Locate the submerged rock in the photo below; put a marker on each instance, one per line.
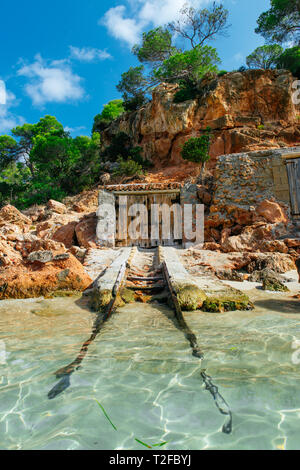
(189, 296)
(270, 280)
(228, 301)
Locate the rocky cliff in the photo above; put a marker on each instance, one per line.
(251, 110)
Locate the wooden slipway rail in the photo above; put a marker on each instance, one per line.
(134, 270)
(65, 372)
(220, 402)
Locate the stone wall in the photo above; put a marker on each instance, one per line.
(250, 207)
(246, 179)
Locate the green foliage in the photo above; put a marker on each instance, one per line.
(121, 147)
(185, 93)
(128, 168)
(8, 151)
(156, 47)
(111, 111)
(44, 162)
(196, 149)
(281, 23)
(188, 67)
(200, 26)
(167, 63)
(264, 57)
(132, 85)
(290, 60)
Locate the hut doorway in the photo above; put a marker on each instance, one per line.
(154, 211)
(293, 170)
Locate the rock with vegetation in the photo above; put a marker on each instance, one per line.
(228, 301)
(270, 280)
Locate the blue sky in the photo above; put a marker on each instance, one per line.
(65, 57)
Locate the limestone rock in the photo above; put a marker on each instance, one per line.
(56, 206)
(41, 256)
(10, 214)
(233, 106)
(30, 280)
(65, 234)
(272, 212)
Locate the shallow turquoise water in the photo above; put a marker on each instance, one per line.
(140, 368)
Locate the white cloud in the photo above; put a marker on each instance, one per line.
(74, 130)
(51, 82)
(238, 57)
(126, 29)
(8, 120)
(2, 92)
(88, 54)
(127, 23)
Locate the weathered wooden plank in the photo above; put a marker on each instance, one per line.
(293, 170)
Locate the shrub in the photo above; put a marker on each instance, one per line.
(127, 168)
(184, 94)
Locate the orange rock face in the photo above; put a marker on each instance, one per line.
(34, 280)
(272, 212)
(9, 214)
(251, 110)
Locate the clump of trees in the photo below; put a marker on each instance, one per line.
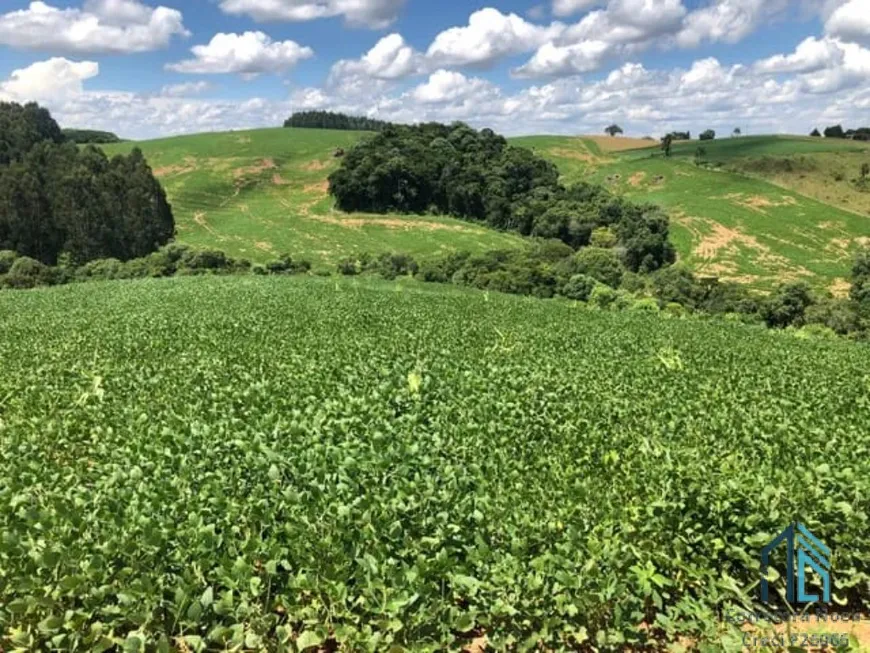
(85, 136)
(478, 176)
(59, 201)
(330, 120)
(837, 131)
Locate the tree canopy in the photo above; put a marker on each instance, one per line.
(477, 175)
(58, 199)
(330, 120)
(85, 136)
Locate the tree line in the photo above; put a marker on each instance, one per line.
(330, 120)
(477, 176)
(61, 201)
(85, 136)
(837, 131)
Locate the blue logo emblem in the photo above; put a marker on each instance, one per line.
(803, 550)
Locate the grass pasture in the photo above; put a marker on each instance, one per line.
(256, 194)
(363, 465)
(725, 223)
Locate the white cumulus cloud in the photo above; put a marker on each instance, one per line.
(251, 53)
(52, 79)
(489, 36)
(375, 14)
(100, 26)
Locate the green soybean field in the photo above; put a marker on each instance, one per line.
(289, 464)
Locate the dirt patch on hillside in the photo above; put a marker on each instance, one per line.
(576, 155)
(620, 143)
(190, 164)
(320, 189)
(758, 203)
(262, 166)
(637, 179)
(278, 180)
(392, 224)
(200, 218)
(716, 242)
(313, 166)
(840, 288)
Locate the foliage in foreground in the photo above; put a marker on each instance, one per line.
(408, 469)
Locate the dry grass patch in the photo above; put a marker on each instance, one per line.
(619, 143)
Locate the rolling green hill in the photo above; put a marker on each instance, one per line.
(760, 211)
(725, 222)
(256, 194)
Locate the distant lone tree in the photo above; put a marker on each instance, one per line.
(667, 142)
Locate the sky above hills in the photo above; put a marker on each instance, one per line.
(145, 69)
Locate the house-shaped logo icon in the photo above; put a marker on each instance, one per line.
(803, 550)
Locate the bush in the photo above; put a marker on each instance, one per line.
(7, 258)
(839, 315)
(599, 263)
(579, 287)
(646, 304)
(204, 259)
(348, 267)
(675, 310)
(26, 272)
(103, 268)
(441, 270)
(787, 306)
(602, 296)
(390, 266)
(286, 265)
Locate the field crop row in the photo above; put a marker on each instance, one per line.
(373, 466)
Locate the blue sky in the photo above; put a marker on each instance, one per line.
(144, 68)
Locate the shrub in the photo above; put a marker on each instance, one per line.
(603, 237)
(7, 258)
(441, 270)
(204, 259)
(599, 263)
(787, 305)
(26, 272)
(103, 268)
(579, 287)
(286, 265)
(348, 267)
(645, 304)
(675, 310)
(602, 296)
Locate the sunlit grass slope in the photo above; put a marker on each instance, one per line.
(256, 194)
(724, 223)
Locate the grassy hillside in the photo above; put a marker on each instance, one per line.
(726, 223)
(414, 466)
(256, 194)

*What is being asked:* Arrange all the lines above as a Markdown table with the columns Row and Text, numbering each row and skipping blank lines. Leave the pictures out of the answer.

*Reply:*
| Row | Text |
|---|---|
| 1 | Locate the submerged rock in the photo below; put a marker on each instance, one per line. |
| 2 | (189, 296) |
| 3 | (270, 280) |
| 4 | (228, 301) |
| 5 | Locate the rocky cliff in the photo above; put a marker on each instance, one per line. |
| 6 | (251, 110) |
| 7 | Locate the wooden slipway rail in the photo above; put a marker on each instance, one per line. |
| 8 | (134, 270) |
| 9 | (65, 372) |
| 10 | (220, 402) |
| 11 | Locate the stone wall in the photo above; put a marker on each instance, one per line. |
| 12 | (250, 207) |
| 13 | (246, 179) |
| 14 | Locate the green foliage in the photo above; put a marker on each instance, one per line. |
| 15 | (121, 147) |
| 16 | (185, 93) |
| 17 | (128, 168) |
| 18 | (8, 151) |
| 19 | (156, 47) |
| 20 | (111, 111) |
| 21 | (44, 162) |
| 22 | (196, 149) |
| 23 | (281, 23) |
| 24 | (188, 67) |
| 25 | (200, 26) |
| 26 | (167, 63) |
| 27 | (264, 57) |
| 28 | (132, 85) |
| 29 | (290, 60) |
| 30 | Locate the hut doorway in the photo above; put a marker on each instance, one per line. |
| 31 | (154, 211) |
| 32 | (293, 170) |
| 33 | Locate the rock with vegetation in the photo above; put a marker on each instance, one per line. |
| 34 | (228, 301) |
| 35 | (270, 280) |
| 36 | Locate the blue sky in the photo above; put a marker on each instance, one per line. |
| 37 | (65, 57) |
| 38 | Locate the limestone rock in the photo above; put a marker on each instance, one per line. |
| 39 | (56, 206) |
| 40 | (41, 256) |
| 41 | (10, 214) |
| 42 | (233, 106) |
| 43 | (30, 280) |
| 44 | (65, 234) |
| 45 | (272, 212) |
| 46 | Locate the shallow turquoise water in the photo above; put a marker on each instance, one per line. |
| 47 | (140, 368) |
| 48 | Locate the white cloud in the photo above; put a marker on each instance, one per line. |
| 49 | (74, 130) |
| 50 | (51, 82) |
| 51 | (238, 57) |
| 52 | (126, 29) |
| 53 | (8, 120) |
| 54 | (2, 92) |
| 55 | (88, 54) |
| 56 | (127, 23) |
| 57 | Locate the weathered wooden plank in the photo above; put a marker on each instance, one per line. |
| 58 | (293, 170) |
| 59 | Locate the shrub in the photo above; put a marker on each instance, one per line. |
| 60 | (127, 168) |
| 61 | (184, 94) |
| 62 | Locate the orange rock face in the photo above; put a marker on each instance, one per line. |
| 63 | (34, 280) |
| 64 | (272, 212) |
| 65 | (9, 214) |
| 66 | (251, 110) |
| 67 | Locate the clump of trees in the photo below; put a marker on each instance, one per line. |
| 68 | (85, 136) |
| 69 | (478, 176) |
| 70 | (59, 201) |
| 71 | (330, 120) |
| 72 | (837, 131) |
| 73 | Locate the tree canopy in the photo above; put a marker on each instance, one per line. |
| 74 | (477, 175) |
| 75 | (58, 199) |
| 76 | (330, 120) |
| 77 | (85, 136) |
| 78 | Locate the tree line in the photo above; put a marker on each instance, one per line. |
| 79 | (330, 120) |
| 80 | (477, 176) |
| 81 | (61, 201) |
| 82 | (85, 136) |
| 83 | (837, 131) |
| 84 | Locate the blue logo emblem in the photo above; put a marker on each instance, one per line. |
| 85 | (803, 550) |
| 86 | Locate the grass pasture in the photo above; put a marker on each instance, one per line. |
| 87 | (256, 194) |
| 88 | (363, 465) |
| 89 | (725, 223) |
| 90 | Locate the white cumulus cloud in the photo above; put a marker on each instance, one per line. |
| 91 | (251, 53) |
| 92 | (52, 79) |
| 93 | (489, 36) |
| 94 | (375, 14) |
| 95 | (100, 26) |
| 96 | Locate the green soybean field in the photo above; put a marker on each instance, one per line. |
| 97 | (289, 464) |
| 98 | Locate the dirt patch on hillside in the photo above; put a marker on each instance, one per line. |
| 99 | (576, 155) |
| 100 | (620, 143) |
| 101 | (190, 164) |
| 102 | (320, 189) |
| 103 | (758, 203) |
| 104 | (262, 166) |
| 105 | (637, 179) |
| 106 | (278, 180) |
| 107 | (392, 224) |
| 108 | (200, 218) |
| 109 | (716, 242) |
| 110 | (313, 166) |
| 111 | (840, 288) |
| 112 | Locate the foliage in foreground in the photo above; put a marker on each instance, one per line. |
| 113 | (408, 469) |
| 114 | Locate the dry grass patch in the photo above; put a marker on each instance, one per line. |
| 115 | (619, 143) |
| 116 | Locate the rolling green hill in the photo above; put a marker on each instance, one per line. |
| 117 | (760, 211) |
| 118 | (725, 222) |
| 119 | (256, 194) |
| 120 | Locate the distant lone tree in the photo above; put a marker on each instance, one per line. |
| 121 | (667, 142) |
| 122 | Locate the sky above hills in the photo above; put a marker on each instance, one per line. |
| 123 | (145, 69) |
| 124 | Locate the house-shaped logo icon in the photo above; put a marker on each instance, one per line. |
| 125 | (803, 550) |
| 126 | Locate the bush in the photo above; put a marker on each instance, one per line. |
| 127 | (7, 258) |
| 128 | (839, 315) |
| 129 | (599, 263) |
| 130 | (579, 287) |
| 131 | (646, 304) |
| 132 | (204, 259) |
| 133 | (348, 267) |
| 134 | (675, 310) |
| 135 | (26, 272) |
| 136 | (103, 268) |
| 137 | (441, 270) |
| 138 | (787, 306) |
| 139 | (602, 296) |
| 140 | (390, 266) |
| 141 | (286, 265) |
| 142 | Locate the field crop row in the photo above; put a marker on each instance, one per line. |
| 143 | (373, 466) |
| 144 | Locate the blue sky in the photo above; put a marker on each instance, one per line. |
| 145 | (144, 68) |
| 146 | Locate the shrub in the photo above; put a marker on each instance, one per line. |
| 147 | (603, 237) |
| 148 | (7, 258) |
| 149 | (441, 270) |
| 150 | (204, 259) |
| 151 | (599, 263) |
| 152 | (787, 305) |
| 153 | (26, 272) |
| 154 | (103, 268) |
| 155 | (579, 287) |
| 156 | (286, 265) |
| 157 | (348, 267) |
| 158 | (645, 304) |
| 159 | (675, 310) |
| 160 | (602, 296) |
| 161 | Locate the sunlit grass slope in the photo above; put a marker on each instance, one per line. |
| 162 | (256, 194) |
| 163 | (724, 223) |
| 164 | Locate the grassy hillside in the photo above; put a marker on each instance, one per line. |
| 165 | (726, 223) |
| 166 | (414, 466) |
| 167 | (256, 194) |